> _Document section_
----------------------------------------

Day 84 - Karen (2nd person I approached)
March 25, 2014 - Karen was born and raised in the Killarney area of Vancouver. She attended one elementary school and one high school.
“Yeah, I still know people I went to school with. I’m actually good friends with a woman that I went to kindergarten with. We don’t see each other all that often, but there are about five of us who try to get together about four or five times a year,” Karen says.
After high-school, Karen went to the University of British Columbia (UBC) for a year, studying child health care.
“I applied for and got accepted to a program that started in second year. You needed to have one year of University to qualify, and so I moved to Victoria and went to the University of Victoria (UVic), for three years, completing my child health care degree. It ran the whole spectrum of child health care subjects, from infant care right through to troubled adolescents.” said Karen.
When she graduated, Karen moved back to Vancouver. Working three part-time jobs, Karen told me,
“It’s hard to get a full-time job right out of school, and so I took what I could and ended up working about 60 hours a week.”

----------------------------------------

> _Material_
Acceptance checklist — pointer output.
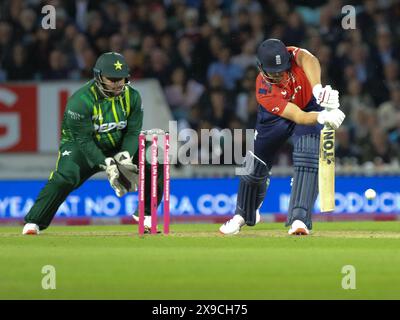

----------------------------------------

> _Exercises_
1 - According to the profile of Karen, about how many hours a week did Karen end up working after graduating?
2 - Render this sentence from the profile of Karen in Spanish: "After high-school, Karen went to the University of British Columbia (UBC) for a year, studying child health care."
3 - Please carry the profile of Karen forward from its last sentence.

> _Written responses_
1 - About 60 hours a week.

2 - Después de la secundaria, Karen fue a la Universidad de Columbia Británica (UBC) durante un año, donde estudió cuidado de la salud infantil.

3 -
Karen's jobs included working in a home supporting autistic children, and working with parents whose children were struggling and potentially making poor decisions. Her support helped to keep the youth integrated in the community.
“I got into the school system, and was working at a school, with a class for about eight months. One Friday I was told I had been replaced by someone returning from a leave, and that was that. I didn’t even have a chance to say goodbye to the kids I had spent eight months with. After that I decided to go back to school and get my Teachers certification,” Karen said.
After another year at UBC, Karen was qualified as a teacher.
“I spent some time as a teacher on call (TOC) and then managed to get hired by the school board,” she said.
Karen has been a primary teacher, working with children in Grades one through three, for almost 25 years now. Karen and her husband, who is also a teacher did spend a year in Greece, teaching English. They have two children, a son and a daughter.
I asked Karen what she found to be the most challenging aspect of her job as a teacher. After a few moments considering her answer, Karen told me,
”It’s not so much the job really, it’s more about the perception of it. I think because everyone has been to school, they think it’s easy. The role of the teacher isn’t held in the same regard as they once used to be.”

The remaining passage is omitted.